* **Coordinate annotation entries**:
# # # # # # #

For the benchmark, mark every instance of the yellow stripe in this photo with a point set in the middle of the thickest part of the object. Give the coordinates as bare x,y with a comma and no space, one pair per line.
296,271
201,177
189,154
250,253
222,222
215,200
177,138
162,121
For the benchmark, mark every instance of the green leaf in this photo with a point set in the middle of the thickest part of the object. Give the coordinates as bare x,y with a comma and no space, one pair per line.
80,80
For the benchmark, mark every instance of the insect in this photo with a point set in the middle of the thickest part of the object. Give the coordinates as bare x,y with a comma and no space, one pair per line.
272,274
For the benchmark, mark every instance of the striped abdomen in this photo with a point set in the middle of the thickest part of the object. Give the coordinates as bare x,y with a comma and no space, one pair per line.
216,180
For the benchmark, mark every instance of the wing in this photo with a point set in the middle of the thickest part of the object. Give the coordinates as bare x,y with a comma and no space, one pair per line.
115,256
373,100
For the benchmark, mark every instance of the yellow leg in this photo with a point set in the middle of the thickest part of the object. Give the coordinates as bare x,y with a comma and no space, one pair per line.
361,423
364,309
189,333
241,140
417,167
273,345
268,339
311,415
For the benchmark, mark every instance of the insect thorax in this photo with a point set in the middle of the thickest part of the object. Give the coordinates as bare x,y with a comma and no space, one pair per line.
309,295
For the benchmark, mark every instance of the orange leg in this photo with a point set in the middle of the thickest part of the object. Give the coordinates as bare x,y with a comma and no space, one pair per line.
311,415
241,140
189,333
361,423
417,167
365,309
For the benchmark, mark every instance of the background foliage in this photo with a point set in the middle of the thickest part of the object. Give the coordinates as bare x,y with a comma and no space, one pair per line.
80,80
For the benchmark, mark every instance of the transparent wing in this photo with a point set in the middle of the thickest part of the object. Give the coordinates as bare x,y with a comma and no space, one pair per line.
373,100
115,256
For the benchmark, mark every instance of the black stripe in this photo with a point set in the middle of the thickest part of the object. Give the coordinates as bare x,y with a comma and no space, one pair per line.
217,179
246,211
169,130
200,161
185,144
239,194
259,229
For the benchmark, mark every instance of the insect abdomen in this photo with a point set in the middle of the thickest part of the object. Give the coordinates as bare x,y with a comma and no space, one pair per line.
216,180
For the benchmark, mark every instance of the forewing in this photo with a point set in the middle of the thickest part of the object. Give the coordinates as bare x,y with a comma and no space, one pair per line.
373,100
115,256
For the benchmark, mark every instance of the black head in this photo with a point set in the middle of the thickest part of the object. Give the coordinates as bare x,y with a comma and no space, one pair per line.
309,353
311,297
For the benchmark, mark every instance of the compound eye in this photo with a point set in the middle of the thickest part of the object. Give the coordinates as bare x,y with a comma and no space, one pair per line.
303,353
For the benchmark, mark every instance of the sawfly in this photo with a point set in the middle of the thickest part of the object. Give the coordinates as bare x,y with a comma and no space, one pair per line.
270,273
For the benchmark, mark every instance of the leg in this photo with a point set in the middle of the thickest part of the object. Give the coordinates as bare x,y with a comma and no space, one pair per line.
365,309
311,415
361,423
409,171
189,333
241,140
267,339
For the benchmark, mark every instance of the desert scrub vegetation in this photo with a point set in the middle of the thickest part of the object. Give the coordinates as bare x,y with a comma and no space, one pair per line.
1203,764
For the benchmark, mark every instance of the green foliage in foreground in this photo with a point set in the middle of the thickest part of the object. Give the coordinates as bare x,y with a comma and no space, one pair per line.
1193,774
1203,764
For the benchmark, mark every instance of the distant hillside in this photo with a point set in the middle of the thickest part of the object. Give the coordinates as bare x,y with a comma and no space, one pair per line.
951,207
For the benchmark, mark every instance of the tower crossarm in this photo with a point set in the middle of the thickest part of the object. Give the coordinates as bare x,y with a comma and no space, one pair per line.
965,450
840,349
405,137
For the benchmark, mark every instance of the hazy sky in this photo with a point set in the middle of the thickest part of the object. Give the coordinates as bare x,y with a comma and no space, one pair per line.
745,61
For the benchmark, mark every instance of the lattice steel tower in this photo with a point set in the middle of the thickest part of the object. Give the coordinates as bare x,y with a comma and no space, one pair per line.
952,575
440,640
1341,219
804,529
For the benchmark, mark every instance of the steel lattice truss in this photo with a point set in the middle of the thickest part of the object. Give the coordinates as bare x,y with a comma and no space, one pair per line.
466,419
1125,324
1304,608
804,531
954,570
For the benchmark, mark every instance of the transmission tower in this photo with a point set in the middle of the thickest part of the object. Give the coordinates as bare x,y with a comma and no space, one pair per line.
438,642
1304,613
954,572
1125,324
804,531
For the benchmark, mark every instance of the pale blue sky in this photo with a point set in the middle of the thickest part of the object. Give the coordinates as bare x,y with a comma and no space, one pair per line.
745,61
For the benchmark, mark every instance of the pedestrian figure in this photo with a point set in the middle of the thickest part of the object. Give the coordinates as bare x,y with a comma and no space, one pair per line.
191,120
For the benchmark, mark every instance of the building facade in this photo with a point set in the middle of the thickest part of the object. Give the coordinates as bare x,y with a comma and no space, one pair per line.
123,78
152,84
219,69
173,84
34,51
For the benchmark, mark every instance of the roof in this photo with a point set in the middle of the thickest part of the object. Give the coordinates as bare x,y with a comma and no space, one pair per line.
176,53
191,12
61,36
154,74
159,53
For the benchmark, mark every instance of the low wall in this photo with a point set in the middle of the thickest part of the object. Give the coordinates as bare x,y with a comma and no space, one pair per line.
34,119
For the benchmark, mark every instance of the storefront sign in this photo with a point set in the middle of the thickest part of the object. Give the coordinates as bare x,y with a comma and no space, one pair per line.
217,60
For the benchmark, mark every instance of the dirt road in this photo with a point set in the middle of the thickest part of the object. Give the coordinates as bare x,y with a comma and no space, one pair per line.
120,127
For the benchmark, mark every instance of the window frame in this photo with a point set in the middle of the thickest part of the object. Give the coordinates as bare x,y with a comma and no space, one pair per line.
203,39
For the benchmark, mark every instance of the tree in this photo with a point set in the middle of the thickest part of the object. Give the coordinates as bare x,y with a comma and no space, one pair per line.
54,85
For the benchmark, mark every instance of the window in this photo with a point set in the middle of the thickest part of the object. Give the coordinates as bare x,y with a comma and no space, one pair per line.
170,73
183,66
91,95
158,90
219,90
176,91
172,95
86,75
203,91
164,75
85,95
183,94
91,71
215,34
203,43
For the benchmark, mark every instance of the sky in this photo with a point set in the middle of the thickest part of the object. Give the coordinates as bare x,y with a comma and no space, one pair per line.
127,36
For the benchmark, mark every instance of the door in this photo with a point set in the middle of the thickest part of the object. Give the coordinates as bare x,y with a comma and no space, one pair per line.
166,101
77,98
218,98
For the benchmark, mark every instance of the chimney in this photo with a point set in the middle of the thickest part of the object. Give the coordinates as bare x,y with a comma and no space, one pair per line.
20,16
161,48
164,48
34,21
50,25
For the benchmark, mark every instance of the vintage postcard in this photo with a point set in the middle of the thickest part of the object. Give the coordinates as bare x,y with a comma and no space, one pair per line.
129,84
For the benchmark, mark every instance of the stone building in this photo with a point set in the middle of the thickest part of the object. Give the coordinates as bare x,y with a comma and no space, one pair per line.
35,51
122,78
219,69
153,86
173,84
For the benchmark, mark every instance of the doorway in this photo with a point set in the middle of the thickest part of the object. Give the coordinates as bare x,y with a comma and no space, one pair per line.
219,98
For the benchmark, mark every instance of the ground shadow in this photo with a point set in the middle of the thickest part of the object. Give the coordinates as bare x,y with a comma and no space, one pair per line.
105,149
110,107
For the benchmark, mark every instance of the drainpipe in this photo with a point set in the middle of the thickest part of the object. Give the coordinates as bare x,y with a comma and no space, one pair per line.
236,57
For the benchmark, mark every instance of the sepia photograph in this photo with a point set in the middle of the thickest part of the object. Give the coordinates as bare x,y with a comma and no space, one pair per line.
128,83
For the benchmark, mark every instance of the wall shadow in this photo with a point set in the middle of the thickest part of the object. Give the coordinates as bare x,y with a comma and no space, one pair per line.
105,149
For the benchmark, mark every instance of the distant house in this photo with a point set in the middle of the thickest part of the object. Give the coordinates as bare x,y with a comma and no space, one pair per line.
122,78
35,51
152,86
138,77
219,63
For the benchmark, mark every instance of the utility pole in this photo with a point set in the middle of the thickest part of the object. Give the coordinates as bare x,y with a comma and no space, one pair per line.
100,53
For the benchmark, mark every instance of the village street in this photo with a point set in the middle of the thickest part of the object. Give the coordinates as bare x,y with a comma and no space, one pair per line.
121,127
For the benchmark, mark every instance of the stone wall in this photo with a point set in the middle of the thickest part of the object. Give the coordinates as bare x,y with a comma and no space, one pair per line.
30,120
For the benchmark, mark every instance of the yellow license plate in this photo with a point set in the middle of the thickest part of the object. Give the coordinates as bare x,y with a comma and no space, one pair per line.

# # # # # # #

Transcribe only the trailing portion of the entries above: the line that contains "For the benchmark, mark every instance of the distant house" and each line after it.

For the benchmark, mark every instance of the distant house in this photo with a point set in the middle of the thickest part of the object. Give the coordinates as bare x,y with a comma and no space, one pair per line.
122,78
35,51
152,86
138,77
219,63
For the benchmark, mark every instance of the utility pole in this photo with a point set in the middle of the thickest part of the object. Give the coordinates as bare x,y with a comma and no space, one pair per line.
100,53
For the benchmark, mark every instance of the village street in this photo with a point set in the middle of the thickest part of the object. Give the coordinates as bare x,y with a comma and no space, one pair per line.
121,127
For the benchmark, mark every instance of the stone wall in this photo with a point set in the middle of the thickest part of the object. Give the coordinates as bare x,y with a comma and no space, one pair per line.
30,120
For the benchmark, mark every instance of the yellow license plate in this photo with a point set in the middle of the thickest part of the object. Give the coordinates as bare x,y with a comma and no space, one pair per line.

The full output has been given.